• [Work instruction]: Retype every entry exactly, down to the last character.

+++ Extracted data

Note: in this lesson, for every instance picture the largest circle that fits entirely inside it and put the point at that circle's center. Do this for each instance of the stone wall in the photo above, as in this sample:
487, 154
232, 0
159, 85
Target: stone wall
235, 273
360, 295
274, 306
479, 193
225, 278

++++++

• [Task output]:
Note: in this lesson, for every instance picture the largest circle that fits entirely inside it and put the point at that circle's center. Do this for each instance of the stone wall in the photo above, as in this sample:
487, 154
232, 0
159, 85
Target: stone wall
235, 273
360, 295
274, 306
479, 193
225, 278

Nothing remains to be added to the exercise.